** start GIVEN DATA **
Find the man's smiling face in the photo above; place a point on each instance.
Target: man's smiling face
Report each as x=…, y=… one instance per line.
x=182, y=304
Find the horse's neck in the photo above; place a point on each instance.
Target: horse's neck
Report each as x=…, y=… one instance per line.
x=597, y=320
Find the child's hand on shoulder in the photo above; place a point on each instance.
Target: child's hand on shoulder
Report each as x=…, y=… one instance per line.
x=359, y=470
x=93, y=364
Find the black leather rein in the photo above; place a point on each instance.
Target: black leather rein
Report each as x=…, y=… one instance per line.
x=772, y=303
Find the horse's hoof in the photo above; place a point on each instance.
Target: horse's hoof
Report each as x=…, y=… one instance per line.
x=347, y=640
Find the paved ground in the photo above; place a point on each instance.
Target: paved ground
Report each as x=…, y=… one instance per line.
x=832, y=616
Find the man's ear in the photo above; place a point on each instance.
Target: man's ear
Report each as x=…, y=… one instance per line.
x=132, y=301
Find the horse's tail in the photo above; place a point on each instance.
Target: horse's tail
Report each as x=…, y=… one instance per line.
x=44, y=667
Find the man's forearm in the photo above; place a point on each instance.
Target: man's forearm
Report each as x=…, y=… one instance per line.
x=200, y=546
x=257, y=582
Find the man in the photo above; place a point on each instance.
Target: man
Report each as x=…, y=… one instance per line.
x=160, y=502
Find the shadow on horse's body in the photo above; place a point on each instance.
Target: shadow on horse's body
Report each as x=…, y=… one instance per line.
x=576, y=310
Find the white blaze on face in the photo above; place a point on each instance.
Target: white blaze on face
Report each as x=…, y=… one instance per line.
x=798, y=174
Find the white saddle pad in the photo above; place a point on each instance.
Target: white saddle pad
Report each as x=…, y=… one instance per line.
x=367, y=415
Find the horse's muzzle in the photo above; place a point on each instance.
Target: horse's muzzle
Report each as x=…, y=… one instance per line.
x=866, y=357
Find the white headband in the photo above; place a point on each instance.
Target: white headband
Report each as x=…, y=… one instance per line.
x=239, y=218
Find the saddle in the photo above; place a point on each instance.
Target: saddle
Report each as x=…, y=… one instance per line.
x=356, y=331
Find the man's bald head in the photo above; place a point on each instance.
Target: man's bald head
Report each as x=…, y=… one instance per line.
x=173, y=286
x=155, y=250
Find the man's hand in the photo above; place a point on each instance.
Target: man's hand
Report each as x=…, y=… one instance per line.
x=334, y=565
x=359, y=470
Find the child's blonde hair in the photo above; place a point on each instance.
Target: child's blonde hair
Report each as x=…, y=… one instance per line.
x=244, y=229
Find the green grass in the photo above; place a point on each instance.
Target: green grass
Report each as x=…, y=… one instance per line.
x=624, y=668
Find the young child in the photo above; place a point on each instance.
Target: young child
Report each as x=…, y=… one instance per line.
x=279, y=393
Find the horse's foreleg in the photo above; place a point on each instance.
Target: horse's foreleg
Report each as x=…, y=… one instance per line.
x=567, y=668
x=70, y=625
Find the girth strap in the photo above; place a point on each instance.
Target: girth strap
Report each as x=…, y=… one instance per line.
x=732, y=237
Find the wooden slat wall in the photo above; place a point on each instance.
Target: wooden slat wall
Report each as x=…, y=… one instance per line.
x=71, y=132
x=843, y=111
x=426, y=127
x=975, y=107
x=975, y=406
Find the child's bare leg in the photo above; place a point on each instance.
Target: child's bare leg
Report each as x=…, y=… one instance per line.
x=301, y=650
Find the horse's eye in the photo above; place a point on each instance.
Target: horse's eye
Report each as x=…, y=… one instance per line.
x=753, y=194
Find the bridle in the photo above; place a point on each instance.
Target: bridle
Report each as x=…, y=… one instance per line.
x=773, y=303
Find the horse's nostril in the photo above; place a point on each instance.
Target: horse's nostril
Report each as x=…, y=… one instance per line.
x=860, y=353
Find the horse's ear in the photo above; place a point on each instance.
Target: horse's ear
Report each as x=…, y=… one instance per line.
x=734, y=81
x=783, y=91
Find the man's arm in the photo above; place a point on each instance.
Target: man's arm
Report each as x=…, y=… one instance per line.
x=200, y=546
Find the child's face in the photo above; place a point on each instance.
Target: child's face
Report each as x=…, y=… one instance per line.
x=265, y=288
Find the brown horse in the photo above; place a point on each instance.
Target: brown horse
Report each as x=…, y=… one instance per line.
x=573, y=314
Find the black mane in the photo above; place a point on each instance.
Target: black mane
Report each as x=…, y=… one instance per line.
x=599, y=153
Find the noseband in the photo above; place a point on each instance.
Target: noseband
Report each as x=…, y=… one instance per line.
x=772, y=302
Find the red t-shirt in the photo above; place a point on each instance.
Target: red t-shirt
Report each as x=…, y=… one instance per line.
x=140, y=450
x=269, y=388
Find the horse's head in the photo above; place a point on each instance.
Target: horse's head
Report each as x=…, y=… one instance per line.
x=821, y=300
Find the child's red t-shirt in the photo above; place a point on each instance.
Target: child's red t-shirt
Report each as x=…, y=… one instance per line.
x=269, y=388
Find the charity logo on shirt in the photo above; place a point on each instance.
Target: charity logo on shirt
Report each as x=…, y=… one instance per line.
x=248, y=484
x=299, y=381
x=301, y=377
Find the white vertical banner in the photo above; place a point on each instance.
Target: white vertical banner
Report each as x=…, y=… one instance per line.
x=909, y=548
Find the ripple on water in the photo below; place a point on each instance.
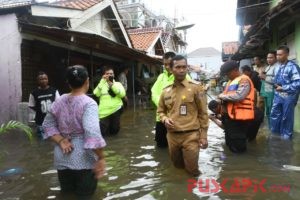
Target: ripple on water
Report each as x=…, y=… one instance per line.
x=146, y=164
x=122, y=194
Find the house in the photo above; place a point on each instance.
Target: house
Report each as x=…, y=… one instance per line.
x=135, y=15
x=53, y=35
x=208, y=58
x=264, y=26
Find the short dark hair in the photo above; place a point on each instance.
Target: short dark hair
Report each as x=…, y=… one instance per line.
x=41, y=73
x=177, y=57
x=76, y=76
x=169, y=54
x=246, y=68
x=212, y=105
x=106, y=68
x=284, y=48
x=272, y=52
x=228, y=66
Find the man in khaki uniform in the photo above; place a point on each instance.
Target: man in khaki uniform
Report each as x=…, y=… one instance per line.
x=183, y=110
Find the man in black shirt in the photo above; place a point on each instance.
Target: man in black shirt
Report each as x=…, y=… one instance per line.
x=40, y=100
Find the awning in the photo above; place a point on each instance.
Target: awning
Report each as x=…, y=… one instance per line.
x=87, y=41
x=253, y=42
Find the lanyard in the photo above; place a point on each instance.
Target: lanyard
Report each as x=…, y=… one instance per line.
x=281, y=71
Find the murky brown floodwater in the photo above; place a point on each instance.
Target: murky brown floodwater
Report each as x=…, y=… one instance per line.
x=138, y=170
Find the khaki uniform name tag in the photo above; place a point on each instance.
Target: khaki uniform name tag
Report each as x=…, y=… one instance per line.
x=183, y=109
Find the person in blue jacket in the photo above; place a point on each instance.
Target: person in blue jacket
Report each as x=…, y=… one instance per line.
x=287, y=89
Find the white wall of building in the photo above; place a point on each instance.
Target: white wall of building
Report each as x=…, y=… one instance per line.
x=10, y=67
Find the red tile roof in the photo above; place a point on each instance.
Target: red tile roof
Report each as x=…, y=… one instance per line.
x=143, y=38
x=75, y=4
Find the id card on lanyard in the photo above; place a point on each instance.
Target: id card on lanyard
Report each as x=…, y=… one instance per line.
x=183, y=110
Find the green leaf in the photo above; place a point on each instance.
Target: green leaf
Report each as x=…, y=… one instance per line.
x=16, y=125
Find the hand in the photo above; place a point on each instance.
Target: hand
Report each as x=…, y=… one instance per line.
x=212, y=116
x=262, y=76
x=169, y=123
x=203, y=143
x=100, y=168
x=66, y=145
x=221, y=96
x=278, y=88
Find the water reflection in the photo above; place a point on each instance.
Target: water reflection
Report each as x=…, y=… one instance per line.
x=136, y=169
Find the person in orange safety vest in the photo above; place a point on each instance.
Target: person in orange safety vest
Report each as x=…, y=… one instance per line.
x=238, y=103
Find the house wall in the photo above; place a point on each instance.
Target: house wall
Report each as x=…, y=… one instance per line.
x=297, y=109
x=212, y=63
x=10, y=67
x=97, y=25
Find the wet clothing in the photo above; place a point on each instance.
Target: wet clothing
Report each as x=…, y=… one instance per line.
x=260, y=99
x=267, y=90
x=110, y=99
x=123, y=80
x=163, y=80
x=76, y=118
x=40, y=100
x=186, y=104
x=110, y=106
x=161, y=135
x=255, y=80
x=242, y=109
x=282, y=113
x=236, y=128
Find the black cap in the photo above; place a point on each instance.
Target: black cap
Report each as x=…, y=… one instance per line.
x=228, y=66
x=212, y=105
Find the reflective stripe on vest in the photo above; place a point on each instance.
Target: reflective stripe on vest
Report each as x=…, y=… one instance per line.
x=242, y=110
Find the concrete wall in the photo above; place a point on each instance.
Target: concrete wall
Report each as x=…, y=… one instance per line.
x=10, y=67
x=212, y=63
x=297, y=109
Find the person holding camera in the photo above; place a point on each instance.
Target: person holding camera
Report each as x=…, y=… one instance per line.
x=287, y=89
x=110, y=93
x=267, y=88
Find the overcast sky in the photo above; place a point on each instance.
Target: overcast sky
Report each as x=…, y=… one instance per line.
x=214, y=20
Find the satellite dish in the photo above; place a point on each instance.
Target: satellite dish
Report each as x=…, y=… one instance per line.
x=184, y=27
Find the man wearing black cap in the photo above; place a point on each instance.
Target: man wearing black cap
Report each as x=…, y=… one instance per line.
x=238, y=99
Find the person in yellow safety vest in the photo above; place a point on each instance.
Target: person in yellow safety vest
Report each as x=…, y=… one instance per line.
x=238, y=99
x=163, y=80
x=110, y=95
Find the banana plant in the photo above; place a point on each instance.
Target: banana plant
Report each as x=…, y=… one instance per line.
x=6, y=127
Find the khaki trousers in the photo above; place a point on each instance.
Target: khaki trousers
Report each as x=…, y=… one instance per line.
x=184, y=151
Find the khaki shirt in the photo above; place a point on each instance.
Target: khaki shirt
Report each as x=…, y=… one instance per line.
x=190, y=96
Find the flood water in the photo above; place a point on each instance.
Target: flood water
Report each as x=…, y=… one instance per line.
x=136, y=169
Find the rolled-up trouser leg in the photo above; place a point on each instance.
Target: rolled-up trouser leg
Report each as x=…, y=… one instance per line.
x=190, y=149
x=287, y=123
x=236, y=130
x=161, y=135
x=174, y=143
x=276, y=114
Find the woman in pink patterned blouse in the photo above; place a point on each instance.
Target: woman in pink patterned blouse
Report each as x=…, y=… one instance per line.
x=73, y=125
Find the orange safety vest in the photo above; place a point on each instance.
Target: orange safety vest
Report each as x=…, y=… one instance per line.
x=244, y=109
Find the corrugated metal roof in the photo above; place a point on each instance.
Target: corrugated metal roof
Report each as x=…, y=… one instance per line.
x=75, y=4
x=204, y=52
x=88, y=41
x=143, y=38
x=5, y=4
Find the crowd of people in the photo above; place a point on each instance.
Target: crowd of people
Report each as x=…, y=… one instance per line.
x=77, y=125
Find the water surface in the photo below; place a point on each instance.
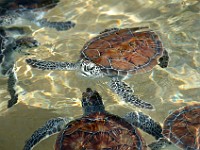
** end GIVEN DATA **
AIM ::
Copy verbatim the listing above, from its first line up to and including the line with "x=93, y=364".

RIGHT ANSWER ::
Find the man's smiling face in the photo above; place a point on each instance.
Target: man's smiling face
Report each as x=…, y=… one instance per line.
x=182, y=304
Find the horse's neck in the photo above; place a point on each instance.
Target: horse's neck
Report each as x=…, y=… one instance per line.
x=597, y=320
Find the child's hand on shoulder in the photo above; place a point on each instance.
Target: child's hand on shoulder
Report each as x=…, y=… one instance per line.
x=359, y=470
x=93, y=364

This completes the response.